→ Exercise directions:
Below is a set of records; restate each one word for word.

::: Stored rows

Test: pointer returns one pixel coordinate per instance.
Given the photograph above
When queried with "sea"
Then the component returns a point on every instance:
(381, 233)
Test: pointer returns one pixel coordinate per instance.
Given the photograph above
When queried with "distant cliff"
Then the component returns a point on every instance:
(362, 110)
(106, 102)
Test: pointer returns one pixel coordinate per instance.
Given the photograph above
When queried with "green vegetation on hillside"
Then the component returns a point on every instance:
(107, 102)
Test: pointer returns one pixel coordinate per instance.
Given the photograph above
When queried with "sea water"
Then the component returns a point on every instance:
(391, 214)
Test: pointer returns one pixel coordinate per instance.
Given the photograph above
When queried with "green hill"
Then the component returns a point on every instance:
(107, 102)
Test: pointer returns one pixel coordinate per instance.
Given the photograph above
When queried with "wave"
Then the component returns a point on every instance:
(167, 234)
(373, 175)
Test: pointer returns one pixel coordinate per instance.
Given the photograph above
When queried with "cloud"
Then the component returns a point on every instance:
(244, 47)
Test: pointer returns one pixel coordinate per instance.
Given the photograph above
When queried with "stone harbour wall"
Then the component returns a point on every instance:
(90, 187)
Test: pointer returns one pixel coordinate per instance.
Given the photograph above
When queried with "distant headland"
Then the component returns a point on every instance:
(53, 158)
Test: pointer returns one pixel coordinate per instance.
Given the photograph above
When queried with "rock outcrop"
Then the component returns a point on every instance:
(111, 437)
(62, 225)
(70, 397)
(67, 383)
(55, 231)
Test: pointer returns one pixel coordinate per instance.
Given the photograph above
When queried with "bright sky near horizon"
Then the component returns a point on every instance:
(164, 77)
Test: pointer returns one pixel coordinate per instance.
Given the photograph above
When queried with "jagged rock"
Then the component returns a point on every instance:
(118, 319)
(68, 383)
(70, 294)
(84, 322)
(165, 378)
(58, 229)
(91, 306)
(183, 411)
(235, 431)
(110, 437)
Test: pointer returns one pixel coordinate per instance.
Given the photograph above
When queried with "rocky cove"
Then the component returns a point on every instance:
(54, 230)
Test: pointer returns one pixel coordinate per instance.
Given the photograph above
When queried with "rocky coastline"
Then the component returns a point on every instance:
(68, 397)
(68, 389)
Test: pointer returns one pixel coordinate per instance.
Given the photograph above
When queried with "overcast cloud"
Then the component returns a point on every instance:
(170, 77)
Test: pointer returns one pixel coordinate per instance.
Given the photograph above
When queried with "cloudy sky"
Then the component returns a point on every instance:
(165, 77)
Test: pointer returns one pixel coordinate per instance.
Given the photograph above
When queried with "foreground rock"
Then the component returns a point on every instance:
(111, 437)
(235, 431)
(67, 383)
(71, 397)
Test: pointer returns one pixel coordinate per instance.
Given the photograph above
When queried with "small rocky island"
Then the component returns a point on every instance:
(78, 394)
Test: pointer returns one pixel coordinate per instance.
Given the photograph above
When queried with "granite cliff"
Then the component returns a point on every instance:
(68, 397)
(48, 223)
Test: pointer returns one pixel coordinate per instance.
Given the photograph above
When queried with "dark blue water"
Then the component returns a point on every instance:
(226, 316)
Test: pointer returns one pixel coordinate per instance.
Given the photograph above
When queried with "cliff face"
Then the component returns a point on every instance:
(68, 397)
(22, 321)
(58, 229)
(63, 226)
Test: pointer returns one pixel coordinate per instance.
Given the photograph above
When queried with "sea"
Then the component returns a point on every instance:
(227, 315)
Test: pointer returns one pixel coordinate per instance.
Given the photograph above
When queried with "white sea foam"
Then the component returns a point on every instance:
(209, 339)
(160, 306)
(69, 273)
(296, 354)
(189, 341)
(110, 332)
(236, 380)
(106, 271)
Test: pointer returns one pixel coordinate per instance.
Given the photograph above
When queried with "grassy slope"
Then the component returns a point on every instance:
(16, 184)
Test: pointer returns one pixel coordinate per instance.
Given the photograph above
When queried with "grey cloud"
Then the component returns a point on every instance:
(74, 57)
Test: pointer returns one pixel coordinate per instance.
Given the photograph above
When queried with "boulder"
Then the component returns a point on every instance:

::::::

→ Full answer:
Test: pointer returns one pixel coordinate per instance.
Given the photograph above
When queried with "sea"
Then the component returns a point on every instance:
(381, 233)
Test: pointer returns one pixel coordinate per instance.
Given the photograph above
When queried with "distant cliff"
Then the component returns a point on every instance:
(362, 110)
(106, 102)
Test: pointer returns one pixel coordinate per instance.
Given the photograph above
When queried with "green vegetation on hillside"
Then the component returns a point on every instance:
(107, 102)
Test: pointer returns one pixel coordinate per instance.
Given the photograph above
When queried with "sea water"
Then the component returns a point on every instance:
(391, 214)
Test: pointer returns one pixel coordinate per instance.
Given the photograph above
When queried with "green hill"
Then the component returns a point on every instance:
(107, 102)
Test: pointer returns one pixel coordinate per instance.
Given the photograph above
When queried with "wave"
Then the component returns a point on every instance:
(167, 234)
(373, 175)
Test: pointer returns one pixel coordinate per instance.
Given the photograph above
When queried with "cloud"
Then the component returns a point on every instance:
(244, 47)
Test: pointer returns one pixel coordinate per instance.
Given the photograph above
When queried with "stone harbour wall"
Then the component returns a point on every instance:
(90, 187)
Test: pointer returns one pixel coordinate per instance.
Given the photograph above
When queried with "distant headland"
Then the component returns a point on every instance:
(53, 158)
Test: pointer returns one pixel coordinate per instance.
Given the photograph above
When queried with "rock outcrop"
Then the component returns a point on every instance:
(111, 437)
(62, 225)
(70, 397)
(67, 383)
(55, 231)
Test: pointer returns one pixel coordinate per instance.
Given the photograph above
When queried with "bright sky near horizon"
Then the component returns a point on every instance:
(164, 77)
Test: pointer returns one pixel coordinate per instance.
Given the photograph above
When queried with "jagged rock"
Then the component returns a point on every instance:
(118, 319)
(68, 383)
(70, 294)
(84, 322)
(165, 378)
(58, 229)
(91, 306)
(183, 411)
(235, 431)
(110, 437)
Test: pointer returns one pixel coordinate per instance.
Given the photograph above
When queried with "rocky cove"
Then the component returns a point on every instance:
(54, 230)
Test: pointer returns one pixel coordinate per instance.
Given the photograph above
When queried with "rocky coastline"
Then the component returns a point on every instance:
(68, 397)
(68, 389)
Test: pointer returns one pixel coordinate per instance.
Given the photograph above
When queried with "overcast cloud"
Then the component returns a point on every instance:
(170, 77)
Test: pointer returns one pixel coordinate per instance.
Given the photograph above
When queried with "cloudy sky"
Then the component returns a point on every instance:
(165, 77)
Test: pointer returns one pixel coordinate per instance.
Given the photograph above
When queried with "foreground rock"
Then the component returns a point on every instance:
(111, 437)
(235, 431)
(67, 383)
(71, 397)
Test: pointer returns one pixel coordinate per instance.
Given the photograph above
When queried with "small rocky island"
Then the component returns a point on every instance:
(78, 394)
Test: pointer returns one pixel coordinate per instance.
Given the photograph above
When queried with "granite cliff"
Then the component returns a point on every instance:
(68, 397)
(48, 223)
Test: pointer returns one pixel coordinate per instance.
Given the photograph above
When queried with "dark blue water"
Then the component returns a point on every instance:
(226, 316)
Test: pointer returns one pixel coordinate per instance.
Given the photograph above
When queried with "cliff face"
Then the component returns a point on every instance:
(68, 397)
(22, 321)
(58, 229)
(63, 226)
Test: pointer returns one pixel coordinate per instance.
Given the photograph above
When queried with "sea"
Then the component returns a point on every instance:
(227, 315)
Test: pointer returns one pixel coordinate per instance.
Given the photograph above
When queried with "white sea foam"
Then the component returns a point on every instance:
(209, 339)
(160, 306)
(69, 273)
(296, 354)
(189, 341)
(110, 332)
(236, 380)
(106, 271)
Test: pointer returns one pixel coordinate per instance.
Given the photograph above
When queried with "grassy slope"
Then the component returns a point on every instance:
(16, 184)
Test: pointer returns one pixel coordinate per instance.
Given the photograph above
When queried with "grey cloud"
Then the component returns a point on every instance:
(74, 57)
Test: pointer returns one pixel coordinate per instance.
Given the photograph above
When queried with "boulder"
Then the component returns a point on every instance:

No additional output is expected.